→ TO BE DONE: From the records below, pull out every line that contains the string "tiled" and copy each of those lines in full.

→ SUPPLIED MATERIAL:
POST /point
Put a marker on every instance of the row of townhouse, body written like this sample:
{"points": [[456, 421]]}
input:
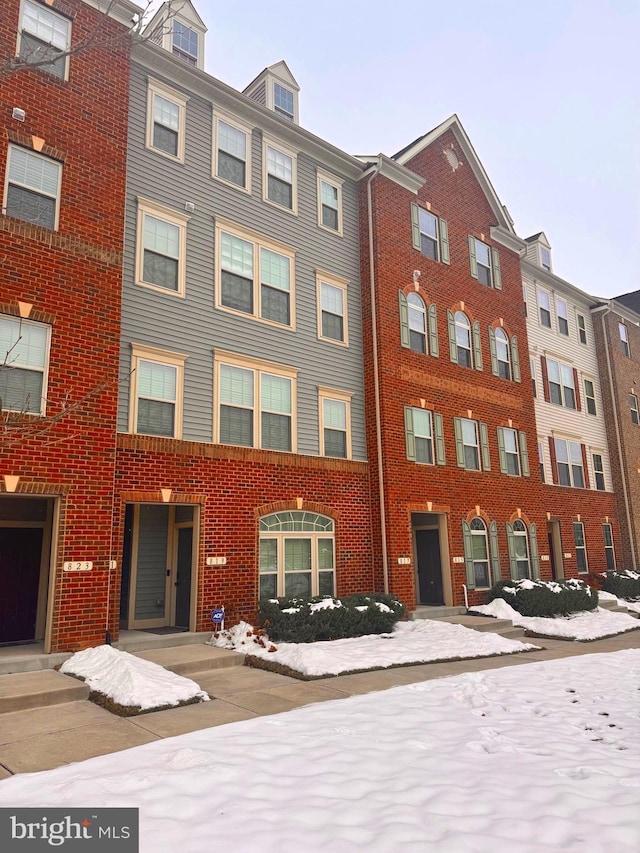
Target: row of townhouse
{"points": [[294, 372]]}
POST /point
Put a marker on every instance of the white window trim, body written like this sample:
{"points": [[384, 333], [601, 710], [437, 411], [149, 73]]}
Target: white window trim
{"points": [[258, 241], [44, 369], [155, 88], [57, 14], [258, 366], [174, 217], [243, 128], [345, 397], [46, 195], [337, 184], [143, 352], [270, 142], [342, 284]]}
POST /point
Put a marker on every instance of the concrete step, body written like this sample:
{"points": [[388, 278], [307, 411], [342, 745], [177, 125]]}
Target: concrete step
{"points": [[22, 690], [186, 660], [427, 611]]}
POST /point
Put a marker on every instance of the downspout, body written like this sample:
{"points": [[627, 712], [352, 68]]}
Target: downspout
{"points": [[376, 384], [623, 471]]}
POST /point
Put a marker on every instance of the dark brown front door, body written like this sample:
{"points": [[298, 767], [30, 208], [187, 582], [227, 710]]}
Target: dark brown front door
{"points": [[20, 556], [429, 568]]}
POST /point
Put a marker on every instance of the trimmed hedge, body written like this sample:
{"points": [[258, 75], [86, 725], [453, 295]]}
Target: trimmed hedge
{"points": [[546, 598], [304, 620], [624, 584]]}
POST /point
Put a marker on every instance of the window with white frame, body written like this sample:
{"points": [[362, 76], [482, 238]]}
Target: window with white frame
{"points": [[598, 470], [335, 422], [166, 110], [609, 552], [624, 339], [590, 396], [185, 42], [232, 154], [330, 202], [332, 309], [45, 38], [157, 382], [570, 463], [24, 361], [280, 176], [561, 313], [581, 548], [161, 248], [485, 263], [254, 276], [255, 402], [544, 308], [32, 188], [562, 389], [297, 555]]}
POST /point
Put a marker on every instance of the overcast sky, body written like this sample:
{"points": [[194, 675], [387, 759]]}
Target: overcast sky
{"points": [[547, 91]]}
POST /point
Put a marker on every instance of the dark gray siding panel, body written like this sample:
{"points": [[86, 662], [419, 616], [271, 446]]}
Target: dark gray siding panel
{"points": [[192, 325]]}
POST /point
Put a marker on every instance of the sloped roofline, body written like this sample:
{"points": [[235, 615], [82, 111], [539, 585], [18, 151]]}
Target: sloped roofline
{"points": [[453, 123]]}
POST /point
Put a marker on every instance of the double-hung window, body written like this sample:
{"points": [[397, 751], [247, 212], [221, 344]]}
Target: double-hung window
{"points": [[24, 362], [157, 380], [335, 422], [280, 176], [45, 39], [330, 202], [485, 263], [33, 187], [562, 389], [332, 309], [161, 248], [232, 161], [581, 547], [166, 111], [570, 463], [256, 403], [254, 276]]}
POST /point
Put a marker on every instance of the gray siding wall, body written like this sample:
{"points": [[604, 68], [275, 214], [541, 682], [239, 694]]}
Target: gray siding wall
{"points": [[193, 326]]}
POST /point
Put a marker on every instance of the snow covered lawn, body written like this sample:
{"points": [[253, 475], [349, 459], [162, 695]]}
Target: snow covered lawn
{"points": [[130, 681], [422, 641], [531, 758], [587, 625]]}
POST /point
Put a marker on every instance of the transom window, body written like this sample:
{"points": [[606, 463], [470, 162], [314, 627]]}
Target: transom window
{"points": [[254, 278], [570, 464], [24, 358], [297, 555], [45, 38], [256, 404], [33, 188]]}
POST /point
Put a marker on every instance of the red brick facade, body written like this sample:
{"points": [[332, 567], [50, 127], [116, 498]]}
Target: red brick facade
{"points": [[72, 279]]}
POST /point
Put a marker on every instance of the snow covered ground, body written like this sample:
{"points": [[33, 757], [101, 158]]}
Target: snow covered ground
{"points": [[587, 625], [422, 641], [532, 758], [131, 681]]}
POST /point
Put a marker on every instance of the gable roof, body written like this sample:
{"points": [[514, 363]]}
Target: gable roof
{"points": [[453, 123]]}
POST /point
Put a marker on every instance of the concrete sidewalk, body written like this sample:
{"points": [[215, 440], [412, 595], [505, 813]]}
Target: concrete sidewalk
{"points": [[41, 738]]}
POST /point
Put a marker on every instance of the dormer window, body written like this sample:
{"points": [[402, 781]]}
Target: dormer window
{"points": [[185, 43]]}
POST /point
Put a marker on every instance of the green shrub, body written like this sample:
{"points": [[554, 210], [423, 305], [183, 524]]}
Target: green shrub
{"points": [[546, 598], [303, 620], [624, 584]]}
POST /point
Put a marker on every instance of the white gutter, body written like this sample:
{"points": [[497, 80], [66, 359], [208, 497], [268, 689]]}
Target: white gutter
{"points": [[623, 471], [376, 381]]}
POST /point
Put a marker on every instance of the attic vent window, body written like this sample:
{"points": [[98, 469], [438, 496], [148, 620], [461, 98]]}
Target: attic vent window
{"points": [[185, 43], [283, 101]]}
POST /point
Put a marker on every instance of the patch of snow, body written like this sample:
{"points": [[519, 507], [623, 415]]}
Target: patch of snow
{"points": [[129, 680], [530, 758]]}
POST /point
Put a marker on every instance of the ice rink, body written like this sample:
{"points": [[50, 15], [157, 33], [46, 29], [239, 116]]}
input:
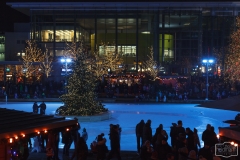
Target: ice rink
{"points": [[128, 115]]}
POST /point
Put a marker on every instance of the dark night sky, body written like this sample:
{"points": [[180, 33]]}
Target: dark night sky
{"points": [[8, 15]]}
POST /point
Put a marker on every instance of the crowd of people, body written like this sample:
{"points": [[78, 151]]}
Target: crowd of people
{"points": [[184, 143], [181, 88]]}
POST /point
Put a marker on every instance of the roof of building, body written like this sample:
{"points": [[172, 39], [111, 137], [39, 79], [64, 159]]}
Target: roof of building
{"points": [[16, 123]]}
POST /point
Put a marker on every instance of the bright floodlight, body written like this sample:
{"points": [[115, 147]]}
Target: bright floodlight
{"points": [[210, 61], [207, 61], [66, 60]]}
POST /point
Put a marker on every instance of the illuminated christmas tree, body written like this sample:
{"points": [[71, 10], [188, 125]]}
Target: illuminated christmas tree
{"points": [[81, 96], [232, 60], [151, 66], [46, 65]]}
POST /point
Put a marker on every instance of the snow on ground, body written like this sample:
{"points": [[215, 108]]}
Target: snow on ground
{"points": [[128, 115]]}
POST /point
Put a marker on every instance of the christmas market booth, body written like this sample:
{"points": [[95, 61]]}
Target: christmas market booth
{"points": [[17, 127]]}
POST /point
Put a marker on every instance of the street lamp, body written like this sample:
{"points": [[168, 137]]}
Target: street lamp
{"points": [[66, 61], [207, 62]]}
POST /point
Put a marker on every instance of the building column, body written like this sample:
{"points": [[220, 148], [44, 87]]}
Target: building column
{"points": [[95, 37], [137, 59], [156, 37], [54, 36]]}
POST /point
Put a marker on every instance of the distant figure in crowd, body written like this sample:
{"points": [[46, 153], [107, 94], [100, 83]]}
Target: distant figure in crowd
{"points": [[42, 107], [85, 134], [115, 143], [35, 107], [139, 134], [81, 150], [67, 141]]}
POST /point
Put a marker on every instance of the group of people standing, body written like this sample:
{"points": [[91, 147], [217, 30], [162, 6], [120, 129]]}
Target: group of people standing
{"points": [[185, 143], [42, 108]]}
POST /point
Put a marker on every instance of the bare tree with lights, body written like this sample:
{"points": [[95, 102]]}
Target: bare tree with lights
{"points": [[32, 54], [151, 66], [218, 54], [46, 65], [232, 60], [81, 96]]}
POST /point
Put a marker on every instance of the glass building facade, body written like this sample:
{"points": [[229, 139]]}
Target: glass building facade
{"points": [[177, 31]]}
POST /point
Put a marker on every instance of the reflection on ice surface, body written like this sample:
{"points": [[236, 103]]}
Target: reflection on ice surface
{"points": [[128, 115]]}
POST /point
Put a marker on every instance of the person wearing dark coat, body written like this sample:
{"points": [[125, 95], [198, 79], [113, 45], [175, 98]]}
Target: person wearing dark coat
{"points": [[164, 149], [81, 150], [155, 136], [35, 108], [147, 132], [173, 134], [115, 143], [139, 134], [190, 139], [67, 141], [146, 151], [205, 152], [208, 135], [42, 107], [101, 147]]}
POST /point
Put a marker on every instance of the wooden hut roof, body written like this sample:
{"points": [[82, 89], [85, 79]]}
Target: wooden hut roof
{"points": [[15, 123]]}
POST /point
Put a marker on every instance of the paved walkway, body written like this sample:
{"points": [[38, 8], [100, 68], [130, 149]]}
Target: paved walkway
{"points": [[126, 155], [112, 100]]}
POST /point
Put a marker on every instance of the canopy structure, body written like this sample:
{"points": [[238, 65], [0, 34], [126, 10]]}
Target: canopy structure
{"points": [[15, 123]]}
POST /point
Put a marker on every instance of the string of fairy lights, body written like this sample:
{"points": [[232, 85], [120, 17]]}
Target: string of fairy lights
{"points": [[15, 143], [232, 60]]}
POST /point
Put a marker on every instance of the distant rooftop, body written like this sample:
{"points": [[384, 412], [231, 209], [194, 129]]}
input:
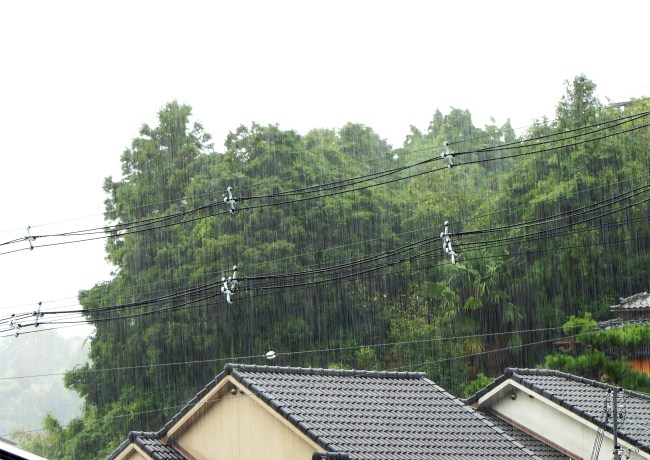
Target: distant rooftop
{"points": [[635, 302]]}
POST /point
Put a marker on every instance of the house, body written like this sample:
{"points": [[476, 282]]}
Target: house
{"points": [[571, 413], [10, 451], [270, 412], [632, 309], [635, 307]]}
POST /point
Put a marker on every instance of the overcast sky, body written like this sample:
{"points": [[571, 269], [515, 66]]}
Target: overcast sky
{"points": [[77, 79]]}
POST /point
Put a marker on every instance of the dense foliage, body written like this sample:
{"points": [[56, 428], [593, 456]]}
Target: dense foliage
{"points": [[353, 274]]}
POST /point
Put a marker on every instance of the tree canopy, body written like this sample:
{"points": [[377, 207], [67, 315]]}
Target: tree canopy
{"points": [[336, 240]]}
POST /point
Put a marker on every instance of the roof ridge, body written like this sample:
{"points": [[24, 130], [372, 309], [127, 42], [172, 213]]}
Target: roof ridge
{"points": [[228, 369]]}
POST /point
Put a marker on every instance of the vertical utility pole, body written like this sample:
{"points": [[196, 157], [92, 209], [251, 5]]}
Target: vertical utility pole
{"points": [[617, 455]]}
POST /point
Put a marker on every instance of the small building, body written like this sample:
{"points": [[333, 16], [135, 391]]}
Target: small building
{"points": [[270, 412], [570, 413], [635, 307], [631, 309], [10, 451]]}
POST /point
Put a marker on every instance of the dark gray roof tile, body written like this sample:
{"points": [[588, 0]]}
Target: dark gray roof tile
{"points": [[377, 415], [586, 398]]}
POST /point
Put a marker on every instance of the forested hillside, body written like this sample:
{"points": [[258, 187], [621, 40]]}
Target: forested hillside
{"points": [[336, 240]]}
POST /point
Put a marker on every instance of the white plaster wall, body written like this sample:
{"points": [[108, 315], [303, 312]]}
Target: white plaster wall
{"points": [[555, 424]]}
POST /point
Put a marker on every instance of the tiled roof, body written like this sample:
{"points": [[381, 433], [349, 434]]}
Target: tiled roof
{"points": [[366, 415], [586, 398], [151, 444], [635, 302], [377, 415]]}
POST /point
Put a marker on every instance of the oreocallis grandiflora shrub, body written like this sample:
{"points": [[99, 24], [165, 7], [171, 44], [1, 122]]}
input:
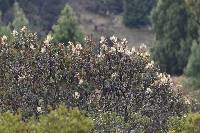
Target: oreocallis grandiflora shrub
{"points": [[97, 78]]}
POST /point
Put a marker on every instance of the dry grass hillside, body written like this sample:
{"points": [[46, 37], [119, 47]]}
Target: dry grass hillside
{"points": [[98, 25]]}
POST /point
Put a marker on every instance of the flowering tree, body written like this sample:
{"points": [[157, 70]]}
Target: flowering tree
{"points": [[35, 75]]}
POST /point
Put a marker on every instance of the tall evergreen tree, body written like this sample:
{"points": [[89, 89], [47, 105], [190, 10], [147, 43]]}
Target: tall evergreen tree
{"points": [[175, 30], [193, 66], [20, 19], [136, 12], [67, 28], [4, 30]]}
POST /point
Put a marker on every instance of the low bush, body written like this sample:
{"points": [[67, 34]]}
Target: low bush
{"points": [[95, 78]]}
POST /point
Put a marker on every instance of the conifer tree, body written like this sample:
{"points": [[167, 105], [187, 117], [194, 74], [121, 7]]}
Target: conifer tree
{"points": [[20, 19], [175, 31], [4, 30], [67, 28]]}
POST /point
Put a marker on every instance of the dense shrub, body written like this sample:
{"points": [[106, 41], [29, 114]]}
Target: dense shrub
{"points": [[186, 124], [61, 120], [175, 29], [99, 80]]}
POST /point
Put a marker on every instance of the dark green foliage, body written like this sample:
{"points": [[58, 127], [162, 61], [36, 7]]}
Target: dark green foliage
{"points": [[20, 19], [193, 66], [175, 30], [4, 30], [60, 120], [126, 83], [67, 28], [136, 12], [105, 6]]}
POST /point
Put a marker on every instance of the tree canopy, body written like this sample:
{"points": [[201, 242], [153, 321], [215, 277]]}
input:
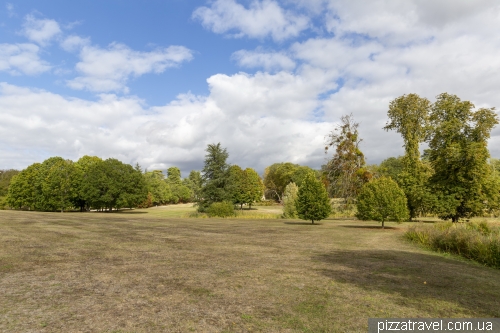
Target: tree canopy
{"points": [[382, 200], [312, 201]]}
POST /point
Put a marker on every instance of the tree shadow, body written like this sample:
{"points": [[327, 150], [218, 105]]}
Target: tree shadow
{"points": [[415, 278], [303, 223], [368, 227]]}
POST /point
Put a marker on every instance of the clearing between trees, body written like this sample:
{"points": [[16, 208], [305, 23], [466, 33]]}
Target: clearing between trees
{"points": [[149, 271]]}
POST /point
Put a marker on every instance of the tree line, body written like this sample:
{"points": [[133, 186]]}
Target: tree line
{"points": [[454, 178]]}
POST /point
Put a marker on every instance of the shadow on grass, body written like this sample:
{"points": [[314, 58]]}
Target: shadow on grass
{"points": [[368, 227], [418, 279]]}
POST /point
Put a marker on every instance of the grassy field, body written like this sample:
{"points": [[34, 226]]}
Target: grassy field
{"points": [[151, 271]]}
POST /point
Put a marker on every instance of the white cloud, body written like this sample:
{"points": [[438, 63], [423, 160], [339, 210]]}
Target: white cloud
{"points": [[175, 134], [379, 51], [21, 58], [270, 61], [262, 18], [10, 9], [41, 31], [74, 43], [108, 69]]}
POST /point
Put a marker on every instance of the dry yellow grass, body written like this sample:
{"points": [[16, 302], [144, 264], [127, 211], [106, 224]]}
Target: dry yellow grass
{"points": [[140, 271]]}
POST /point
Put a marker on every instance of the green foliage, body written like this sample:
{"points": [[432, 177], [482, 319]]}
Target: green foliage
{"points": [[289, 199], [158, 189], [462, 180], [3, 203], [59, 185], [180, 193], [312, 200], [48, 186], [382, 200], [24, 189], [391, 167], [409, 115], [5, 178], [215, 175], [237, 186], [278, 175], [345, 171], [82, 166], [193, 182], [478, 242], [113, 184], [221, 209]]}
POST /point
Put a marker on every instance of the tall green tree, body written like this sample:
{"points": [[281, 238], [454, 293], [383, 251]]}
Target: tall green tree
{"points": [[312, 200], [237, 186], [159, 190], [180, 192], [289, 201], [5, 178], [24, 190], [391, 167], [113, 184], [60, 183], [462, 180], [382, 200], [193, 182], [254, 187], [215, 175], [278, 175], [82, 168], [346, 170], [409, 116]]}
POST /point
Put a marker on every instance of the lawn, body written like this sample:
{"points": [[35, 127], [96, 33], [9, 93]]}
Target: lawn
{"points": [[152, 271]]}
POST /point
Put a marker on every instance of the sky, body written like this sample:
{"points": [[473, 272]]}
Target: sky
{"points": [[155, 81]]}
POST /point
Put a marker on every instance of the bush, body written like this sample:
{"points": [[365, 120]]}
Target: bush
{"points": [[478, 242], [221, 209]]}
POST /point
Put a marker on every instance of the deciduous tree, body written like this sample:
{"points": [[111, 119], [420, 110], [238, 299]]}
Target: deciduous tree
{"points": [[214, 176], [312, 200], [409, 115], [346, 170], [382, 200], [462, 179]]}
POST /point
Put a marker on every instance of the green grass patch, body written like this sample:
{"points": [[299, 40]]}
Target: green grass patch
{"points": [[145, 271], [476, 241]]}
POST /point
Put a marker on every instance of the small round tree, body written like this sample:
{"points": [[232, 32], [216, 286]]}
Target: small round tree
{"points": [[382, 200], [289, 199], [312, 200]]}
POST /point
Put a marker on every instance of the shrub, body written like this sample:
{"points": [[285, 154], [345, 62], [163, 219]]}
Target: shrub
{"points": [[382, 200], [221, 209], [478, 242]]}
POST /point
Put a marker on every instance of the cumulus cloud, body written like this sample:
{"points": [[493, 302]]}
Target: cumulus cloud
{"points": [[74, 43], [41, 31], [270, 61], [21, 59], [378, 51], [262, 18], [108, 69], [156, 137]]}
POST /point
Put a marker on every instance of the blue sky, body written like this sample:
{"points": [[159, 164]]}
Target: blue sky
{"points": [[154, 82]]}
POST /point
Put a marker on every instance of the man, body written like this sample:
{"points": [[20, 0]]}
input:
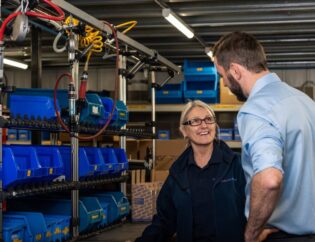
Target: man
{"points": [[277, 128]]}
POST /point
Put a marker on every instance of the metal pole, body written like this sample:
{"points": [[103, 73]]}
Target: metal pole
{"points": [[152, 75], [74, 146], [1, 188], [123, 97]]}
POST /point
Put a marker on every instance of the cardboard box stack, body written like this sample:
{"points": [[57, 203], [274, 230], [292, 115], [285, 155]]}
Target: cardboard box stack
{"points": [[143, 198], [144, 194]]}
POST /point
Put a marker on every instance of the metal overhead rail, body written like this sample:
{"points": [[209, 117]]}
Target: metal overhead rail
{"points": [[78, 13]]}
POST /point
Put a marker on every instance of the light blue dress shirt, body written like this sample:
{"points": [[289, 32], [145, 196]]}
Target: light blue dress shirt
{"points": [[277, 128]]}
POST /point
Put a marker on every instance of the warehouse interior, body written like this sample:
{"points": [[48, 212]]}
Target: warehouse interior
{"points": [[153, 56]]}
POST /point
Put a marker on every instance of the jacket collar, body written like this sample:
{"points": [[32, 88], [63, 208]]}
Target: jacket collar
{"points": [[179, 169]]}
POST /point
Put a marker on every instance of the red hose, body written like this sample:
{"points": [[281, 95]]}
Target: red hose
{"points": [[34, 14], [64, 126]]}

→ EXERCISE SOLUTION:
Put a marker on every instance of the tiled roof, body written like this sample:
Target: tiled roof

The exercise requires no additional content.